§ **AVAILABLE RECORDS**
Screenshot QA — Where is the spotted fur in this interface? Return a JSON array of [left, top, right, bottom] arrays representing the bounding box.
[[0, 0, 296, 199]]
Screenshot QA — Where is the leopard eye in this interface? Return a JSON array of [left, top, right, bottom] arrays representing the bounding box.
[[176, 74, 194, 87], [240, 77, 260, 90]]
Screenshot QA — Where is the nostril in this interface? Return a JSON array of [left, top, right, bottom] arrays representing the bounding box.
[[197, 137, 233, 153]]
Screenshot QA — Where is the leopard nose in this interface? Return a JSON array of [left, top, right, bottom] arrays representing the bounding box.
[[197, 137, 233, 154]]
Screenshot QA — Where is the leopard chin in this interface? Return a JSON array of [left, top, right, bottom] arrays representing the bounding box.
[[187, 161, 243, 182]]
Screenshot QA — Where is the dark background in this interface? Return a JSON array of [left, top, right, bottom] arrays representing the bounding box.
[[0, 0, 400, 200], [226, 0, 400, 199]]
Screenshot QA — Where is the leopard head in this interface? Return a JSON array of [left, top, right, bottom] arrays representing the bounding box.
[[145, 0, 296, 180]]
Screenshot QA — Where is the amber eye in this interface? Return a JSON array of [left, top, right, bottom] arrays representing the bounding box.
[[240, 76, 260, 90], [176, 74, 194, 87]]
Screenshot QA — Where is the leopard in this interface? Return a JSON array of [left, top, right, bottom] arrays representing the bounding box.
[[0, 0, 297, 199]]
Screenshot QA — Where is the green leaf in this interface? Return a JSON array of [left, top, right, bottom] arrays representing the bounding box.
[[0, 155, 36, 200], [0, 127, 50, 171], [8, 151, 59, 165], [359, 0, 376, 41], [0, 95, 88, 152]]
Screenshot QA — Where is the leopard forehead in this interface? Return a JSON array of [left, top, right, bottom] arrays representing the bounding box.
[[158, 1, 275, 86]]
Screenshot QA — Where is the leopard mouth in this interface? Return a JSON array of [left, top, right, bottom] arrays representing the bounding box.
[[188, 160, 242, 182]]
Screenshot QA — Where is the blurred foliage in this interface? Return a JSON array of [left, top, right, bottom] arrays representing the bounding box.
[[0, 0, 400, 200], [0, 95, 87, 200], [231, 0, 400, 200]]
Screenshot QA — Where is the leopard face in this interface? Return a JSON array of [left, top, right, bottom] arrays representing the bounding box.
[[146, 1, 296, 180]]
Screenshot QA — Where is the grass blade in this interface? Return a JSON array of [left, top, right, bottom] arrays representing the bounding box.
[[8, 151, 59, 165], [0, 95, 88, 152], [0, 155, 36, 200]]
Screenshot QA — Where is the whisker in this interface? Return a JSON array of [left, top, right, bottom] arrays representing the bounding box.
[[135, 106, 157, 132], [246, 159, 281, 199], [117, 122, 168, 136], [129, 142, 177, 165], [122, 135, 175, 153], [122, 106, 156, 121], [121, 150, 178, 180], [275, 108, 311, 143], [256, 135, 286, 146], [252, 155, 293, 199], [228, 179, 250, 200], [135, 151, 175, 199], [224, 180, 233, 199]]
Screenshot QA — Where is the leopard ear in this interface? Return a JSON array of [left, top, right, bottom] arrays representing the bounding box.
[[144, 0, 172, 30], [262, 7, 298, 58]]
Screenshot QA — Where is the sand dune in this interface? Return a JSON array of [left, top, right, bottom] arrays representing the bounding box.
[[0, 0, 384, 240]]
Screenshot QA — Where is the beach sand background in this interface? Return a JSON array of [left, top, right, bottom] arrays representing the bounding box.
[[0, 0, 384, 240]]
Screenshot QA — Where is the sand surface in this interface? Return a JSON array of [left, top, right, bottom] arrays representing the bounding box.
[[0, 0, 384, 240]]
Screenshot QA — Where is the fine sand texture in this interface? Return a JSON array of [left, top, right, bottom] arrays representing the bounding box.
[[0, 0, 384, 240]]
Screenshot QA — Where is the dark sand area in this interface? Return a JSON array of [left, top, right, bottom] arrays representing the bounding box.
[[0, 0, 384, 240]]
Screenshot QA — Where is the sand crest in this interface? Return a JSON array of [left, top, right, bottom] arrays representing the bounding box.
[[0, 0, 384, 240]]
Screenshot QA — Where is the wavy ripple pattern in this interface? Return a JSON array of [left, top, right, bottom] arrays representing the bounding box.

§ **WHAT IS EXPECTED**
Rescale the entries from the line containing "Screenshot QA — Where is the leopard chin" up to and including the line containing "[[187, 161, 243, 182]]", and reproduce only those lines, requests included. Multiply every bounding box coordinate in the answers by 0.45 and round it to a whole number, rounding halves up.

§ **THE REPLY**
Screenshot QA — Where is the leopard chin in this interface? Return a JSON array of [left, top, right, bottom] arrays representing the bounding box.
[[84, 72, 109, 82]]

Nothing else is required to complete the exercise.